_Texto fuente_
╔══
Como es de conocimiento público, hace unos días la Presidenta del Congreso ha puesto en vigencia la ley 31399, que fue aprobada por 72 votos a favor y 44 en contra, después de un pobre debate congresal en cuanto a su fundamento, en virtud de la cual se modifica la ley de Participación y Control Ciudadanos, indicando que no podrán someterse a un referéndum solicitado por la población si antes la iniciativa no es aprobada por el Congreso. El contenido de la ley ha dado lugar a titulares escandalosos y a numerosas quejas porque se considera que ella limita el derecho ciudadano a participar y poner en debate asuntos de interés público.
Que en el actual y anteriores Congresos la representación popular adolezca mayoritariamente de buen juicio e interés por el futuro del país no puede a nadie llamar la atención. Y también es cierto, como se ha afirmado por abogados constitucionalistas, que esa ley no era jurídicamente necesaria porque el artículo 206 de la Constitución, que está vigente, establece que toda reforma constitucional debe ser aprobada por el Congreso. Y ello ha dado lugar a opiniones tales como que la nueva ley es un recorte a los derechos de la población a participar en política y que tiene carácter inconstitucional, objeciones que no comparto. ¿A qué se deben entonces esas quejas destempladas si el suelo está parejo?
╚══
_Qué debes hacer_
Transcribe palabra por palabra y completo el texto sobre la ley 31399 que aparece arriba.

_Material proporcionado_
╔══
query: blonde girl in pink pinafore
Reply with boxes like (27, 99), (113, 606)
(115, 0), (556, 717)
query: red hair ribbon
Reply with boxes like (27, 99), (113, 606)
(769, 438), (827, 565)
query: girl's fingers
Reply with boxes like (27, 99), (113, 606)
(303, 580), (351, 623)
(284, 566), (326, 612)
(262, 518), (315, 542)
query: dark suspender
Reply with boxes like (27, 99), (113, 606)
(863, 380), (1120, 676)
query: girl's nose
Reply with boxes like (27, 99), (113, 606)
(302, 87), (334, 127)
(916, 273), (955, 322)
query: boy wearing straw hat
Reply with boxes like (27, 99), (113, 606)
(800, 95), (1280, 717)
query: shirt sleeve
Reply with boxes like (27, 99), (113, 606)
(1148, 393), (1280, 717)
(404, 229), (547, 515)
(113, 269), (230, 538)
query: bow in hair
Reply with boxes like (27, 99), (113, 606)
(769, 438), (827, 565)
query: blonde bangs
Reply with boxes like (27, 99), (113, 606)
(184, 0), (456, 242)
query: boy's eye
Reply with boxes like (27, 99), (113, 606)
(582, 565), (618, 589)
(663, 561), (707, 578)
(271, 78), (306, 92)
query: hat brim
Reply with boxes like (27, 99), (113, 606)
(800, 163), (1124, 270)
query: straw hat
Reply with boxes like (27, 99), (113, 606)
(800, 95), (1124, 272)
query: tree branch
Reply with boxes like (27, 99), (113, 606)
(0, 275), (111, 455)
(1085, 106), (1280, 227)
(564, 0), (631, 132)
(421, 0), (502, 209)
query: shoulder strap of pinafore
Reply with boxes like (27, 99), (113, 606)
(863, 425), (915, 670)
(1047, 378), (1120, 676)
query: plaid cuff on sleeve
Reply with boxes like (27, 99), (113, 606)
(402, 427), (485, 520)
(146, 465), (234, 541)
╚══
_Solución propuesta_
Como es de conocimiento público, hace unos días la Presidenta del Congreso ha puesto en vigencia la ley 31399, que fue aprobada por 72 votos a favor y 44 en contra, después de un pobre debate congresal en cuanto a su fundamento, en virtud de la cual se modifica la ley de Participación y Control Ciudadanos, indicando que no podrán someterse a un referéndum solicitado por la población si antes la iniciativa no es aprobada por el Congreso. El contenido de la ley ha dado lugar a titulares escandalosos y a numerosas quejas porque se considera que ella limita el derecho ciudadano a participar y poner en debate asuntos de interés público.
Que en el actual y anteriores Congresos la representación popular adolezca mayoritariamente de buen juicio e interés por el futuro del país no puede a nadie llamar la atención. Y también es cierto, como se ha afirmado por abogados constitucionalistas, que esa ley no era jurídicamente necesaria porque el artículo 206 de la Constitución, que está vigente, establece que toda reforma constitucional debe ser aprobada por el Congreso. Y ello ha dado lugar a opiniones tales como que la nueva ley es un recorte a los derechos de la población a participar en política y que tiene carácter inconstitucional, objeciones que no comparto. ¿A qué se deben entonces esas quejas destempladas si el suelo está parejo?